• Records provided
################
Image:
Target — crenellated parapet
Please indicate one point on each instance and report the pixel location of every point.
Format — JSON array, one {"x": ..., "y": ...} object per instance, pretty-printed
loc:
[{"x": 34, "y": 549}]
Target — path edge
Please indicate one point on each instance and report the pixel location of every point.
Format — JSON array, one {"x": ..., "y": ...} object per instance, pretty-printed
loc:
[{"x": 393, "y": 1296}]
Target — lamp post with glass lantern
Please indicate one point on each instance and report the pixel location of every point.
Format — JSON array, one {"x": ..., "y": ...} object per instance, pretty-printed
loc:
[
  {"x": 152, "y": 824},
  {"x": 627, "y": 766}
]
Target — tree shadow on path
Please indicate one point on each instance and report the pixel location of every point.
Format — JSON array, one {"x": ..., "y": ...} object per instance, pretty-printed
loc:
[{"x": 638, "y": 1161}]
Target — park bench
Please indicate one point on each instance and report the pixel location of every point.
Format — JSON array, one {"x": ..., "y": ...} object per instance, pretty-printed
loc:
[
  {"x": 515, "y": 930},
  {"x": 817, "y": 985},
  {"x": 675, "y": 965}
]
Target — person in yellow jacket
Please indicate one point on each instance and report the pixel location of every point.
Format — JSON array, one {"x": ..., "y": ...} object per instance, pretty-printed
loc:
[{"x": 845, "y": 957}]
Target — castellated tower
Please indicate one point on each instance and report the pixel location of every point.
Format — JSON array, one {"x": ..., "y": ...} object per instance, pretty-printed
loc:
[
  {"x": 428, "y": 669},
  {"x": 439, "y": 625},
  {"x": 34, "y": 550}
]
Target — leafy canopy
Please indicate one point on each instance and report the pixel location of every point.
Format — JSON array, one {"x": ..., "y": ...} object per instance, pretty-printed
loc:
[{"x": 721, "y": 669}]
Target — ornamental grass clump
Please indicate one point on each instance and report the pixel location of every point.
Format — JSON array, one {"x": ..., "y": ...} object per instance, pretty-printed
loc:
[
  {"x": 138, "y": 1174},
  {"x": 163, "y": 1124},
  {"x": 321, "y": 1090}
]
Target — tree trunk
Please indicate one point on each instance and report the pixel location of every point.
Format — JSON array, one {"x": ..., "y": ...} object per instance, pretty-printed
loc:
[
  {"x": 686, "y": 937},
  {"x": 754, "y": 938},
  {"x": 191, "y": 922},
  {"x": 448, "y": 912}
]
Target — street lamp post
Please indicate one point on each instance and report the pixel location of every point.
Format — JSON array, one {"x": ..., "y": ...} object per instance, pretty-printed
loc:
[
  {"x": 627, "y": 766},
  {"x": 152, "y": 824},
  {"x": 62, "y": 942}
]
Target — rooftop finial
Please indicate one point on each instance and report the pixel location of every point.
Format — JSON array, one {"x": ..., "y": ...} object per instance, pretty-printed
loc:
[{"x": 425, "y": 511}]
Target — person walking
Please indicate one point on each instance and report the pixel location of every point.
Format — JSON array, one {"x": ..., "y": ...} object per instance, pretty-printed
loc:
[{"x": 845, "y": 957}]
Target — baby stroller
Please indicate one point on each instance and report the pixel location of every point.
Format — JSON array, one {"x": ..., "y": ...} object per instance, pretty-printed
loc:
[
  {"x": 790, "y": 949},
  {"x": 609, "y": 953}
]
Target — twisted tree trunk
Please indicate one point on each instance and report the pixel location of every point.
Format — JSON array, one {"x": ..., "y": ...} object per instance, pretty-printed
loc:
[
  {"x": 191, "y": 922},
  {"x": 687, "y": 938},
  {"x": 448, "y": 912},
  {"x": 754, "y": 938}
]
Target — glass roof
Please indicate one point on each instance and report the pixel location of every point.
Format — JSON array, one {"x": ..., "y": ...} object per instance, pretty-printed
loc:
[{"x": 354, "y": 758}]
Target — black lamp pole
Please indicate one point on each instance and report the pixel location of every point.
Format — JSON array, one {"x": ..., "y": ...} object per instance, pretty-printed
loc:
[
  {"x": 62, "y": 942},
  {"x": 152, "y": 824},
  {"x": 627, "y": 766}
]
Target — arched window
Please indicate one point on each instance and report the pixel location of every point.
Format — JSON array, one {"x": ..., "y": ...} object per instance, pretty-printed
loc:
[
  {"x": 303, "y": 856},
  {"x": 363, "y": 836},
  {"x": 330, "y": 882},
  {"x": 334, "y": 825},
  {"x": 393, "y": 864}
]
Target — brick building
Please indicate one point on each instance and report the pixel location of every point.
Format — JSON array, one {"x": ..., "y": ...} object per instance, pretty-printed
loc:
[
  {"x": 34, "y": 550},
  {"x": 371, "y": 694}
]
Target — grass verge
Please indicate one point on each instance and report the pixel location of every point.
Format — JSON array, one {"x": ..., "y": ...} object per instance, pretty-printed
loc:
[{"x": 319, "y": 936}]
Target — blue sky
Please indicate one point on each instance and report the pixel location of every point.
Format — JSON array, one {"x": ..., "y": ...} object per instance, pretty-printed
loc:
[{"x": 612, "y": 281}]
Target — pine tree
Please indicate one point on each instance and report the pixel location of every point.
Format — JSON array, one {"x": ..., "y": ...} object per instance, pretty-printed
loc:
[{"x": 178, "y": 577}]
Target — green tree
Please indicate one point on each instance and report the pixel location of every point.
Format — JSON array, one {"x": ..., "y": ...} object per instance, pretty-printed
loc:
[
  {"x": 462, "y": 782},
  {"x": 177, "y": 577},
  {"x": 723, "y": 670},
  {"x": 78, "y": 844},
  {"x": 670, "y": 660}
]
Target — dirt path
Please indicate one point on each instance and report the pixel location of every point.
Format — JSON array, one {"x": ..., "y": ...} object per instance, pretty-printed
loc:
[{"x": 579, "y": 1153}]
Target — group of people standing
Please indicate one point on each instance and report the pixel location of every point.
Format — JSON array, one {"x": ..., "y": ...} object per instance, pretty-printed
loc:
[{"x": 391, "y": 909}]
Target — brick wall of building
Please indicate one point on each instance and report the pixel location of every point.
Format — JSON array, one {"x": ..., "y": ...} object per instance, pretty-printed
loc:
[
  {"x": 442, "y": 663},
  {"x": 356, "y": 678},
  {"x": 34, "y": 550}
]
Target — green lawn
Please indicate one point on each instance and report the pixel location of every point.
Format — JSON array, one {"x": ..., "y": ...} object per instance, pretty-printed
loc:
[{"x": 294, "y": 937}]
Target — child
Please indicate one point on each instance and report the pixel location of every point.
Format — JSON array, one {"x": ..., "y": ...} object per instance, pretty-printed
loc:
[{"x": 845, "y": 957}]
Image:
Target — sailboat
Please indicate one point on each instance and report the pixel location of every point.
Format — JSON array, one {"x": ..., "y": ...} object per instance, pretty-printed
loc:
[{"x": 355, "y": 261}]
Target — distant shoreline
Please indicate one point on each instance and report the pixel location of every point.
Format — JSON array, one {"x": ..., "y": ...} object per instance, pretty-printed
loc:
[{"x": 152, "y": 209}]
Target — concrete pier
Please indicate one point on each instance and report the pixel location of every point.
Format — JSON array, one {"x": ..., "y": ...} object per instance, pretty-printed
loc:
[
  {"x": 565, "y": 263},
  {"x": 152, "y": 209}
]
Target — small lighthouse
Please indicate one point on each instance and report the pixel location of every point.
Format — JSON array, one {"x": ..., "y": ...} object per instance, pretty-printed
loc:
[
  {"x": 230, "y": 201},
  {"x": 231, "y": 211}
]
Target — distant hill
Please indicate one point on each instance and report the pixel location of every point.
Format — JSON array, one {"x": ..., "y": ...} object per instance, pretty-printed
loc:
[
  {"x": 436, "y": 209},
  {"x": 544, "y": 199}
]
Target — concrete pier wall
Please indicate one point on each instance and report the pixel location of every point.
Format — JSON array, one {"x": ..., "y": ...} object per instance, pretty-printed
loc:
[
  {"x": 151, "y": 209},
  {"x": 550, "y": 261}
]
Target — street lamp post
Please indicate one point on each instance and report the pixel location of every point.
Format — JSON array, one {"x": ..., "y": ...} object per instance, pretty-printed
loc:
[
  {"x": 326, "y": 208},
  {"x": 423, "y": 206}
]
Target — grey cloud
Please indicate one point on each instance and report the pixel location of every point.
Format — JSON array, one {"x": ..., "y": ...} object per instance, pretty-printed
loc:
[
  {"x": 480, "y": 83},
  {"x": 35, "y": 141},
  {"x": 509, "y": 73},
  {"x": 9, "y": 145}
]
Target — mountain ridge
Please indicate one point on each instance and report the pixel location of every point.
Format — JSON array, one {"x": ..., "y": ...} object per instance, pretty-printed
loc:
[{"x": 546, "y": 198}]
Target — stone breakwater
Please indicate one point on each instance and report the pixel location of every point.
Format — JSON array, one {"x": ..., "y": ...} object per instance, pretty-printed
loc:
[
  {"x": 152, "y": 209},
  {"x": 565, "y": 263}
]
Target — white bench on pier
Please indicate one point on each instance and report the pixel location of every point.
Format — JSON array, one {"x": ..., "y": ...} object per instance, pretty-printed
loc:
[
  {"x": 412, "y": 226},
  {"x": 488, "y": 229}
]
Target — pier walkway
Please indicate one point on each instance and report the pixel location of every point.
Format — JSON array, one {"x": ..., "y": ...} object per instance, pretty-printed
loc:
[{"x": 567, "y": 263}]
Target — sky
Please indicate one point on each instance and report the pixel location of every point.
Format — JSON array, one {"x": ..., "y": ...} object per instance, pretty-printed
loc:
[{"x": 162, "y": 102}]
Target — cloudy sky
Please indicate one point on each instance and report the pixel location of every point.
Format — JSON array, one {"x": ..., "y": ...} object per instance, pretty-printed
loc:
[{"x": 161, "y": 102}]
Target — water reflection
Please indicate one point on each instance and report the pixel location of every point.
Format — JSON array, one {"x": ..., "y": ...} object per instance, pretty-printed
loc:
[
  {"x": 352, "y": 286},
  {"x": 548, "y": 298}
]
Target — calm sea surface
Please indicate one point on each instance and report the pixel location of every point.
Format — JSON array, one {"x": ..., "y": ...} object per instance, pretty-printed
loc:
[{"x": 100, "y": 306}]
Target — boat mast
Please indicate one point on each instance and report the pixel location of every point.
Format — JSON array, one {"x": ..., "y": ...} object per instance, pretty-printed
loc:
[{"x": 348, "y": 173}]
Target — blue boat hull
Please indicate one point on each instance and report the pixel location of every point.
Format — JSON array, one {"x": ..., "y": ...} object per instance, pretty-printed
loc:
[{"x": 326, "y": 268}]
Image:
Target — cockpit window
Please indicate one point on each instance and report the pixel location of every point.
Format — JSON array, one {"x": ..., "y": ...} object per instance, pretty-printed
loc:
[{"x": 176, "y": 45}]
################
• Directions
Lines with "person" in them are what the answer must contain; copy each from the records above.

• Solution
Target — person in yellow jacket
Target — person walking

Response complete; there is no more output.